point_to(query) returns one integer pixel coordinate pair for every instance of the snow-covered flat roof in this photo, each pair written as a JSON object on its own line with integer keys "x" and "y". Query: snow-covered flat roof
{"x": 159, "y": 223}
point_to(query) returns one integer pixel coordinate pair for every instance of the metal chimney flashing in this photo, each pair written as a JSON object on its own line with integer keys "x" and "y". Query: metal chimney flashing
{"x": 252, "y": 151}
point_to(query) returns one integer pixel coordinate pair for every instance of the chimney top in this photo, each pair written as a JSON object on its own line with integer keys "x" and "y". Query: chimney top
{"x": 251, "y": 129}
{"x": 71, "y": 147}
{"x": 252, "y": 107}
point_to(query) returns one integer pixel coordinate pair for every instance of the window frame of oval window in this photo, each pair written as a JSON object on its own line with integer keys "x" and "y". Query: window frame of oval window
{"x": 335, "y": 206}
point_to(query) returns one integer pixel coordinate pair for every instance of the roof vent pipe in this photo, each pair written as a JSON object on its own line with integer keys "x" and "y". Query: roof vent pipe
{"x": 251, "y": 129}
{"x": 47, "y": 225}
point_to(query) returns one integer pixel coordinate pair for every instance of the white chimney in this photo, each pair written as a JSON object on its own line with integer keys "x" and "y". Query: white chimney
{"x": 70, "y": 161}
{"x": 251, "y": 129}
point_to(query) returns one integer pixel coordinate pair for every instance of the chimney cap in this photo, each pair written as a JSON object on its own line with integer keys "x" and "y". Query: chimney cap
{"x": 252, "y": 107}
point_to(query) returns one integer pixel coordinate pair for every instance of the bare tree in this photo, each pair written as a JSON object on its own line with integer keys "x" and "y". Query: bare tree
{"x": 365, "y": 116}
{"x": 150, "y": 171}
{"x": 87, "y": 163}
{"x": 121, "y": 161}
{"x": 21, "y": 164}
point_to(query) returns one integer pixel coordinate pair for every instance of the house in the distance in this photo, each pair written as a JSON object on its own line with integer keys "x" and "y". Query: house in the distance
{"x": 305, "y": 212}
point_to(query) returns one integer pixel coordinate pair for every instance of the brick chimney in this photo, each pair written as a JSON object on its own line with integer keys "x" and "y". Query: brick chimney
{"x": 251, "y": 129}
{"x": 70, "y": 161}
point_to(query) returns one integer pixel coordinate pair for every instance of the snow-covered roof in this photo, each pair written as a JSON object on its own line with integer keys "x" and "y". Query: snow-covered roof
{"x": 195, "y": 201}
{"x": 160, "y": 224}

→ HOW TO COMPLETE THIS TASK
Would you output the entire listing exactly as written?

→ ANSWER TO THIS TASK
point_to(query) returns one integer pixel coordinate pair for every instance of the snow-covered flat roof in this photo, each pair written as a JSON object on its own line with integer keys "x" and "y". Query: snow-covered flat roof
{"x": 159, "y": 223}
point_to(query) returns one integer pixel coordinate pair for every instance of the metal chimney flashing in this photo, each pair written as a JSON object on its own line with integer keys "x" and "y". Query: metal chimney flashing
{"x": 252, "y": 151}
point_to(query) returns one integer pixel coordinate pair for every instance of the chimney top in this photo, each pair written as a JSON object on its own line with integer keys "x" and "y". Query: chimney top
{"x": 251, "y": 129}
{"x": 71, "y": 147}
{"x": 252, "y": 107}
point_to(query) returns one integer pixel coordinate pair for every instance of the window frame of oval window in this photo, each pair written as a JSON object on its own line with integer keys "x" and "y". Query: window frame of oval window
{"x": 335, "y": 206}
point_to(query) returns one integer pixel coordinate pair for every instance of the roof vent pipe in this photo, each pair written as a JSON object on its own line with integer keys "x" and "y". Query: roof vent pipe
{"x": 251, "y": 129}
{"x": 47, "y": 225}
point_to(query) returns one integer pixel coordinate pair for every instance of the white chimney in this photo, each pair written as a JSON object on its own line with integer keys "x" and "y". Query: white chimney
{"x": 70, "y": 161}
{"x": 251, "y": 129}
point_to(query) returns one integer pixel coordinate pair for every instance of the chimney cap in this photo, each pair written as a JSON object on its own line with integer keys "x" and "y". Query: chimney cap
{"x": 252, "y": 107}
point_to(query) returns one integer pixel coordinate pair for every instance of the bare tree in this photo, each pair written as a JSON object on its own line with integer keys "x" and "y". Query: bare tree
{"x": 365, "y": 116}
{"x": 150, "y": 171}
{"x": 87, "y": 163}
{"x": 121, "y": 161}
{"x": 21, "y": 164}
point_to(query) returns one integer pixel coordinate pair for every instance of the house in the distance in this photo, each pair written as a JSON object on its own line with integer keys "x" and "y". Query: house in the distance
{"x": 305, "y": 212}
point_to(query) returns one integer pixel coordinate pair for every instance of the brick chimney in this photo, each pair written as a JSON object on its own line with integer keys "x" and "y". Query: brick chimney
{"x": 251, "y": 129}
{"x": 70, "y": 161}
point_to(query) returns one integer pixel coordinate pair for every instance of the snow-covered roof in this photo, each pair written as a JSON object on its own line with integer keys "x" and "y". Query: snow-covered roof
{"x": 195, "y": 201}
{"x": 160, "y": 224}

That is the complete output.